══ GIVEN PASSAGE

Initial commit

2025-11-29 17:56:21 +08:00
commit 1d1e040e9d
10 changed files with 2114 additions and 0 deletions
--- a/skills/confluent-kafka-connect/SKILL.md
+++ b/skills/confluent-kafka-connect/SKILL.md
@@ -0,0 +1,453 @@
+---
+name: confluent-kafka-connect
+description: Kafka Connect integration expert. Covers source and sink connectors, JDBC, Elasticsearch, S3, Debezium CDC, SMT (Single Message Transforms), connector configuration, and data pipeline patterns. Activates for kafka connect, connectors, source connector, sink connector, jdbc connector, debezium, smt, data pipeline, cdc.
+---
+
+# Confluent Kafka Connect Skill
+
+Expert knowledge of Kafka Connect for building data pipelines with source and sink connectors.

════
══ GIVEN MATERIAL

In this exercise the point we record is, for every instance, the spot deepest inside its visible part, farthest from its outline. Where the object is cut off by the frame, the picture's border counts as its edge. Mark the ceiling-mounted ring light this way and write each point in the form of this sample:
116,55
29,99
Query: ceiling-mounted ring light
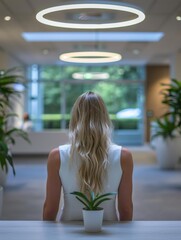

════

• PARTS OF THE EXERCISE
(1) Please repeat the commit text starting with "2025-11-29 17:56:21 +08:00" and going on through "and sink connectors.", switching "Elasticsearch" to "OpenSearch".
(2) According to the commit, how many lines were added in total?

• RESULTS IN ORDER
(1)
2025-11-29 17:56:21 +08:00
commit 1d1e040e9d
10 changed files with 2114 additions and 0 deletions
--- a/skills/confluent-kafka-connect/SKILL.md
+++ b/skills/confluent-kafka-connect/SKILL.md
@@ -0,0 +1,453 @@
+---
+name: confluent-kafka-connect
+description: Kafka Connect integration expert. Covers source and sink connectors, JDBC, OpenSearch, S3, Debezium CDC, SMT (Single Message Transforms), connector configuration, and data pipeline patterns. Activates for kafka connect, connectors, source connector, sink connector, jdbc connector, debezium, smt, data pipeline, cdc.
+---
+
+# Confluent Kafka Connect Skill
+
+Expert knowledge of Kafka Connect for building data pipelines with source and sink connectors.

(2) 2114 additions